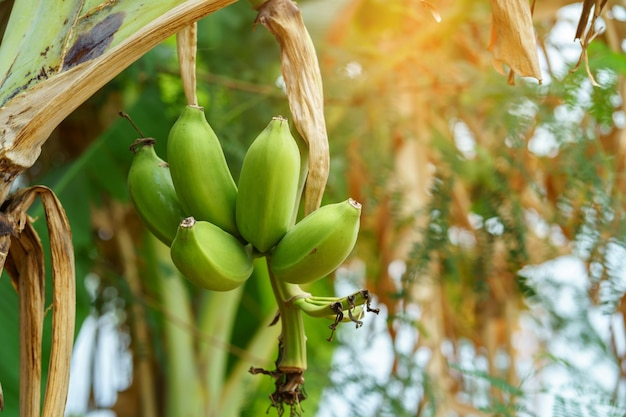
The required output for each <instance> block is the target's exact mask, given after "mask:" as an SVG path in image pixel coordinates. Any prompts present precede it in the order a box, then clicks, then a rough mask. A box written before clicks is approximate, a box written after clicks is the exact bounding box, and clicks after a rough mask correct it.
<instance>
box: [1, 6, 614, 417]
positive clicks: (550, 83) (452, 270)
mask: <svg viewBox="0 0 626 417" xmlns="http://www.w3.org/2000/svg"><path fill="white" fill-rule="evenodd" d="M569 3H570V2H568V1H560V0H559V1H556V0H554V1H553V0H550V1H542V2H538V4H536V8H535V25H536V28H537V33H538V40H539V42H538V44H539V45H540V49H539V50H540V58H541V61H542V68H543V83H542V84H538V83H537V82H536V81H534V80H526V79H520V78H517V79H516V80H515V81H516V84H515V85H514V86H512V85H508V84H507V77H506V76H505V75H502V74H499V73H498V72H496V71H495V70H494V68H493V66H492V64H491V55H490V53H489V52H488V50H487V46H488V45H489V39H490V32H489V22H490V7H489V2H487V1H483V2H469V1H451V0H441V1H436V2H434V1H433V2H431V3H430V5H431V6H429V7H425V6H424V3H422V2H419V1H409V0H397V1H394V2H387V1H382V0H343V1H340V2H339V1H337V2H335V1H322V0H307V1H301V2H300V6H301V8H302V10H303V15H304V18H305V21H306V22H307V26H308V27H309V29H310V30H311V32H312V34H313V37H314V40H315V42H316V47H317V50H318V54H319V57H320V64H321V66H322V73H323V76H324V83H325V94H326V117H327V123H328V131H329V137H330V145H331V176H330V179H329V183H328V187H327V192H326V202H335V201H339V200H343V199H345V198H346V197H347V196H350V197H353V198H355V199H357V200H359V201H361V202H362V203H363V205H364V209H363V217H362V230H361V234H360V238H359V242H358V245H357V248H356V250H355V251H354V253H353V256H352V257H351V258H350V259H349V262H347V264H346V265H345V267H343V268H341V269H340V270H339V271H338V273H337V274H336V276H335V277H333V279H330V280H325V281H324V282H320V283H316V284H315V285H314V287H313V288H311V289H310V291H311V292H315V293H316V294H318V293H319V294H320V295H330V294H332V293H335V292H337V293H341V295H344V294H347V293H349V292H350V291H354V290H356V289H359V288H367V289H369V290H370V291H372V292H373V293H374V294H375V295H376V296H377V304H378V306H380V307H382V308H383V313H382V314H381V316H378V317H374V316H370V317H366V321H365V326H364V327H363V328H361V329H359V330H358V331H355V330H354V328H353V327H351V326H344V327H342V328H341V329H340V331H339V333H338V335H337V337H336V339H335V340H334V341H333V342H332V343H328V342H327V341H326V338H327V337H328V334H329V333H328V329H327V326H326V324H325V323H324V322H318V321H312V320H310V321H307V322H306V326H307V335H308V346H309V368H310V369H309V370H308V371H307V373H306V375H305V377H306V384H305V388H306V391H307V394H308V396H309V398H308V399H307V401H306V402H305V403H304V404H303V407H304V410H305V412H306V413H307V414H308V415H320V416H340V415H345V414H350V415H355V416H415V415H417V416H436V417H440V416H441V417H443V416H466V415H476V416H483V415H497V416H549V415H554V416H560V415H562V416H576V415H581V416H582V415H598V416H609V415H615V416H618V415H619V416H622V415H623V414H624V411H623V410H624V409H625V408H626V341H625V335H624V333H625V331H624V328H625V327H624V317H625V316H626V300H625V299H624V293H625V291H626V266H625V264H626V261H625V259H626V248H625V245H626V234H625V231H626V222H625V219H624V215H625V208H626V205H625V204H626V201H625V200H624V198H625V197H624V196H625V195H626V177H625V171H624V169H625V161H626V159H625V158H626V136H625V135H626V133H625V131H624V126H625V124H626V113H624V102H623V94H624V93H623V92H624V74H625V71H626V58H625V55H624V53H623V46H622V45H623V43H624V37H623V36H622V34H623V33H626V32H625V31H624V28H625V22H626V8H625V6H626V5H624V4H622V2H614V4H610V5H609V7H608V8H607V10H606V12H605V13H604V14H603V16H602V19H601V22H600V23H599V24H600V25H603V26H604V28H605V30H604V32H603V35H601V36H600V37H598V39H596V40H594V43H593V44H592V45H591V47H590V49H589V51H588V55H589V62H588V66H589V71H590V72H591V73H592V74H593V75H594V77H595V79H596V80H597V82H598V84H599V86H597V87H593V86H592V83H591V81H590V78H589V76H588V74H587V73H586V71H585V67H584V65H583V66H582V67H580V68H579V69H578V70H577V71H573V72H571V71H570V70H571V69H572V68H573V67H574V64H575V63H576V61H577V60H578V56H579V54H580V48H579V47H578V46H577V45H578V44H577V43H575V42H574V41H573V38H574V31H575V25H576V23H577V21H576V18H577V17H578V14H577V13H579V6H580V5H579V4H574V3H573V4H572V5H570V6H568V4H569ZM426 5H428V3H427V4H426ZM432 8H434V9H435V10H436V11H437V13H438V14H439V15H440V16H441V22H437V20H436V19H435V16H434V15H433V13H431V10H432ZM255 16H256V14H255V12H254V11H253V10H252V9H251V8H250V6H249V5H248V4H247V3H244V2H238V3H235V4H233V5H232V6H229V7H227V8H225V9H223V10H220V11H219V12H216V13H214V14H213V15H210V16H208V17H207V18H205V19H203V20H202V21H200V22H199V37H198V94H199V102H200V104H201V105H203V106H204V107H205V111H206V114H207V118H208V120H209V122H210V123H211V125H212V126H213V128H214V130H215V131H216V133H217V134H218V136H219V138H220V140H221V142H222V145H223V147H224V150H225V153H226V157H227V160H228V162H229V166H230V167H231V169H232V172H233V175H234V177H235V179H237V177H238V172H239V169H240V165H241V161H242V158H243V155H244V153H245V150H246V149H247V147H248V145H249V144H250V143H251V141H252V140H253V139H254V138H255V137H256V135H257V134H258V133H259V132H260V131H261V130H262V129H263V128H264V127H265V125H266V124H267V122H268V120H269V119H270V118H271V117H272V116H274V115H277V114H282V115H286V116H287V117H289V109H288V105H287V101H286V98H285V95H284V93H283V91H282V87H281V80H280V66H279V59H278V52H279V51H278V46H277V45H276V42H275V40H274V39H273V38H272V36H271V35H270V34H269V33H268V32H267V31H266V30H265V29H264V28H262V27H258V28H256V30H255V28H254V25H253V22H254V18H255ZM184 103H185V101H184V94H183V90H182V86H181V84H180V79H179V76H178V66H177V58H176V48H175V40H174V39H173V38H171V39H168V40H167V41H166V42H164V43H163V44H161V45H159V46H158V47H156V48H154V49H153V50H152V51H150V52H149V53H148V54H146V55H145V56H144V57H143V58H142V59H141V60H139V61H137V62H136V63H135V64H133V65H132V66H131V67H130V68H128V69H127V70H125V71H124V72H123V73H122V74H120V76H118V77H117V78H116V79H114V80H113V81H112V82H110V83H109V84H107V85H106V86H105V87H104V88H103V89H102V90H101V91H100V92H99V93H98V94H97V95H95V96H93V97H92V98H91V99H90V100H89V101H88V102H86V103H85V104H84V105H83V106H81V107H80V108H79V109H77V110H76V112H74V113H73V114H72V115H71V116H70V117H68V118H67V119H66V120H65V121H64V122H63V123H62V124H61V125H60V126H59V127H58V129H57V130H56V131H55V132H54V134H53V136H52V137H51V138H50V139H49V140H48V141H47V143H46V145H45V147H44V149H43V152H42V155H41V157H40V158H39V160H38V161H37V163H36V164H35V165H34V166H33V167H32V168H31V169H30V170H29V171H28V172H27V173H26V174H25V175H24V176H23V178H21V179H20V184H21V185H28V184H45V185H48V186H50V187H52V188H53V190H54V191H55V192H56V193H57V195H58V197H59V198H60V200H61V202H62V203H63V206H64V207H65V209H66V211H67V214H68V217H69V219H70V223H71V226H72V231H73V240H74V246H75V251H76V270H77V279H78V281H79V285H78V299H77V311H78V314H77V317H78V320H79V322H78V323H77V331H78V329H80V326H81V323H82V322H83V321H85V320H87V319H88V318H89V317H96V318H102V317H106V316H107V314H109V315H111V317H113V318H114V320H113V323H114V325H113V327H114V328H115V329H116V331H117V332H118V333H117V334H118V335H122V336H123V335H125V338H124V337H121V336H120V337H121V338H120V339H119V340H122V341H125V342H124V343H120V344H119V345H118V348H116V349H119V350H117V351H115V352H114V355H113V356H116V355H117V356H118V357H121V356H122V354H123V353H124V352H131V353H132V355H133V356H132V358H133V362H134V367H133V371H132V372H131V371H127V372H128V373H129V375H127V377H126V379H125V380H124V378H122V379H123V380H124V381H122V382H119V381H118V384H117V385H118V388H119V391H120V392H119V393H117V394H115V395H113V396H112V397H107V399H102V398H103V397H102V396H101V395H100V394H98V389H99V388H97V387H96V385H97V382H96V381H95V380H94V381H92V383H93V384H94V385H93V387H92V389H91V394H90V395H89V398H90V400H89V406H88V408H86V409H84V410H83V411H82V412H83V413H84V412H86V411H89V410H95V409H99V408H108V407H110V408H112V409H113V410H114V411H115V412H116V414H117V415H118V416H120V417H123V416H137V415H143V416H152V415H154V416H156V415H167V416H176V415H178V414H175V412H174V409H175V407H174V406H172V404H173V403H176V402H177V401H189V402H193V401H191V400H189V399H188V398H176V395H185V396H189V397H193V396H194V395H200V394H196V393H195V392H193V391H192V390H190V389H189V390H185V389H183V390H182V393H180V394H176V392H178V391H176V390H175V389H173V387H172V386H171V385H172V383H173V382H172V381H174V379H172V378H173V376H172V375H173V373H175V372H176V370H175V369H176V366H178V365H176V364H177V363H185V362H188V361H189V360H190V358H182V359H180V358H179V359H180V360H181V362H177V361H176V359H175V354H176V353H175V352H174V353H173V352H172V351H171V345H170V344H168V343H172V339H171V334H173V333H168V332H172V331H173V330H172V328H177V329H178V330H179V331H182V334H186V335H187V336H188V337H190V338H191V339H192V341H191V344H192V345H193V349H199V350H201V347H200V346H202V343H204V342H207V341H208V344H209V345H210V344H213V347H214V348H215V349H218V350H221V351H222V352H226V357H227V358H228V360H229V361H228V367H227V369H226V373H225V375H224V376H223V379H222V382H223V384H224V385H225V384H226V382H227V378H228V375H232V374H234V373H235V369H236V366H237V364H238V363H239V362H238V360H239V359H242V360H243V362H246V361H247V362H246V363H248V365H249V366H257V365H258V364H257V363H254V361H255V360H256V358H258V357H259V356H260V357H262V359H265V360H266V361H269V362H271V361H272V360H273V357H274V355H275V351H274V349H275V346H274V345H275V343H274V342H272V343H273V344H271V345H264V346H266V347H265V349H266V353H263V352H261V351H256V352H254V351H253V352H251V351H249V349H248V350H246V349H247V346H248V344H249V343H250V341H251V340H252V339H253V335H255V334H257V330H258V329H260V328H263V327H264V326H265V325H266V323H265V322H264V319H265V318H266V317H268V315H270V316H271V314H272V309H273V306H272V300H271V298H270V299H268V297H267V296H266V295H267V293H266V292H264V291H265V290H266V288H264V287H263V284H260V283H258V282H254V281H253V280H251V281H250V283H249V284H246V287H245V290H244V292H243V293H242V294H240V295H239V297H240V299H239V300H235V301H234V302H236V304H235V307H234V308H232V306H226V305H224V306H222V305H217V306H214V307H213V308H214V310H213V313H216V312H217V314H218V318H219V320H218V321H219V322H222V323H226V324H224V325H225V326H226V325H227V323H230V324H229V325H228V327H229V328H230V330H231V331H232V335H231V334H230V333H229V332H228V331H227V332H225V333H223V334H224V335H227V336H229V337H228V338H227V339H225V342H224V341H222V342H221V343H217V342H216V341H215V340H214V339H212V338H211V337H210V335H209V337H208V338H207V334H206V333H203V331H204V330H205V329H206V328H205V327H203V324H202V323H203V322H202V317H203V316H202V308H203V306H204V307H206V306H207V305H210V303H208V302H206V299H207V298H209V297H211V296H210V295H207V294H205V293H204V292H202V291H199V290H198V289H196V288H192V287H191V286H190V285H187V284H186V283H184V281H182V280H180V277H175V278H174V279H176V280H178V281H179V282H180V283H183V286H182V288H183V292H182V293H181V295H180V299H179V300H178V302H180V303H181V304H175V303H176V302H174V304H172V301H171V300H170V301H165V299H166V295H167V294H166V293H167V291H168V288H169V289H171V288H172V287H170V286H168V285H170V284H171V281H167V279H166V278H163V276H165V275H167V274H166V273H164V272H163V271H162V270H161V271H160V272H159V268H161V266H162V259H160V258H159V256H160V255H159V253H161V254H163V252H159V250H158V249H155V248H154V244H153V243H151V242H152V241H151V240H150V239H149V238H148V237H147V235H146V231H145V230H144V229H143V228H142V226H141V224H140V222H139V220H138V218H137V216H136V215H135V213H134V211H133V209H132V207H131V205H130V204H129V199H128V194H127V190H126V182H125V178H126V174H127V172H128V168H129V166H130V162H131V160H132V154H131V152H130V151H129V146H130V145H131V144H132V142H133V141H134V139H135V138H136V137H137V134H136V133H135V132H134V131H133V130H132V128H131V127H130V125H129V124H128V122H127V121H125V120H122V119H120V118H119V116H118V115H117V113H118V112H119V111H120V110H124V111H126V112H127V113H128V114H130V116H131V117H132V118H133V119H134V121H135V122H136V123H137V125H139V127H140V128H141V129H142V130H143V132H144V134H145V135H146V136H151V137H154V138H155V139H156V140H157V145H156V147H157V153H158V154H159V155H160V156H161V157H162V158H165V155H166V152H165V150H166V139H167V134H168V131H169V128H170V127H171V125H172V124H173V123H174V121H175V119H176V118H177V116H178V114H179V112H180V110H181V108H182V106H183V105H184ZM294 134H295V130H294ZM31 215H32V216H35V217H41V215H42V213H41V210H40V209H39V208H37V207H34V208H33V210H32V213H31ZM40 223H41V222H38V223H37V224H38V225H39V226H41V224H40ZM40 229H41V230H39V233H40V235H42V236H44V238H45V230H43V229H44V228H43V227H40ZM124 234H125V235H126V236H130V237H131V238H132V246H131V248H132V250H130V251H129V250H128V247H127V246H124V245H122V244H121V243H120V242H122V241H121V240H120V238H119V236H121V235H124ZM129 252H132V253H129ZM129 265H130V266H129ZM161 269H162V268H161ZM129 271H130V275H132V271H136V272H137V274H138V277H139V279H138V280H137V281H132V280H130V279H129ZM170 272H171V271H170ZM164 274H165V275H164ZM170 275H171V274H170ZM164 282H169V284H164ZM0 287H1V289H0V291H2V294H3V295H4V296H3V302H2V303H0V322H1V328H2V329H3V340H4V341H3V343H1V344H0V357H1V358H2V361H0V381H1V382H2V387H3V390H4V397H5V414H6V415H17V414H16V413H17V411H16V410H17V401H16V398H17V396H18V393H17V386H18V384H17V383H16V381H17V378H18V374H19V364H18V352H19V350H18V346H17V343H18V328H17V317H16V315H17V305H16V304H17V297H16V295H15V292H14V291H13V290H12V289H11V288H10V280H8V279H4V278H3V279H0ZM264 294H265V295H264ZM209 299H210V298H209ZM181 300H183V301H181ZM203 300H204V301H203ZM216 302H218V303H219V300H217V301H216ZM168 303H169V304H168ZM176 306H182V307H181V308H182V309H183V310H185V309H188V310H189V311H190V313H189V314H190V315H188V316H185V317H186V319H185V320H187V321H185V320H183V321H182V322H181V320H179V319H176V317H174V316H173V315H172V314H173V313H172V311H176V310H171V309H172V308H175V307H176ZM178 313H180V311H176V314H178ZM181 314H183V313H181ZM220 314H223V315H224V316H223V317H220V316H219V315H220ZM181 317H182V316H181ZM212 317H213V321H214V323H213V325H216V324H215V321H216V319H215V316H212ZM218 324H219V323H218ZM142 328H143V329H144V330H141V329H142ZM138 331H139V332H140V333H141V332H144V333H145V334H144V333H141V334H137V332H138ZM142 334H144V336H146V337H147V339H142V337H143V336H142ZM168 335H170V336H168ZM100 337H101V338H103V337H104V336H103V333H102V332H101V333H100ZM168 337H169V339H168ZM225 337H226V336H225ZM45 340H47V339H45ZM138 341H139V342H142V343H143V344H139V343H138ZM109 346H110V345H109ZM44 349H46V348H45V347H44ZM109 349H112V348H110V347H109ZM98 358H99V357H98V356H93V357H92V359H87V361H86V362H83V363H82V364H80V366H82V367H86V368H89V369H93V370H94V374H97V370H98V369H100V368H98V365H97V362H98V360H101V359H98ZM90 361H91V362H90ZM142 361H144V362H143V363H144V365H145V364H146V363H147V364H148V367H147V368H149V371H148V372H147V373H146V372H145V370H146V368H145V367H144V368H143V369H144V371H141V370H140V367H139V366H138V364H139V363H140V362H142ZM111 366H114V367H115V366H121V365H115V363H114V364H113V365H111ZM181 366H182V365H181ZM193 366H197V367H198V368H199V369H201V368H200V365H198V364H193ZM43 370H44V373H45V370H46V364H45V363H44V368H43ZM264 378H266V377H262V376H256V377H254V378H253V379H251V380H246V381H256V382H254V383H252V384H250V383H247V382H246V383H244V384H243V385H239V387H241V389H242V392H241V396H240V397H239V399H238V400H237V404H235V405H233V407H234V410H235V411H233V413H234V414H232V415H244V416H248V415H250V416H253V415H254V416H256V415H264V414H265V412H266V410H267V409H268V406H269V399H268V395H269V393H270V392H271V391H272V384H271V381H269V378H267V380H266V379H264ZM118 379H119V377H118ZM142 381H143V382H142ZM142 383H143V384H144V385H143V386H148V387H149V389H150V390H152V397H151V398H152V400H150V401H152V403H153V404H152V408H150V406H149V405H147V404H148V403H149V402H150V401H149V399H146V395H145V391H142V389H140V387H141V386H142ZM255 384H258V385H255ZM113 385H115V384H113ZM100 389H101V388H100ZM114 391H117V390H114ZM175 391H176V392H175ZM71 395H72V394H71ZM70 400H72V398H70ZM168 407H169V408H168ZM172 407H174V408H172ZM149 410H152V411H149ZM273 412H274V411H270V414H271V413H273ZM181 415H182V414H181ZM187 415H193V414H187ZM197 415H205V414H202V413H199V414H197ZM222 415H226V414H222Z"/></svg>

§ §

## WORK ITEM
Report every line in the data above in which the word "instance" appears.

## RESPONSE AREA
The required output for each <instance> block is the target's exact mask, given after "mask:" as an SVG path in image pixel coordinates. Any prompts present precede it in the order a box, then clicks, then a rough mask. A box written before clicks is approximate, a box written after clicks is the exact bounding box, and clicks after a rough mask correct it.
<instance>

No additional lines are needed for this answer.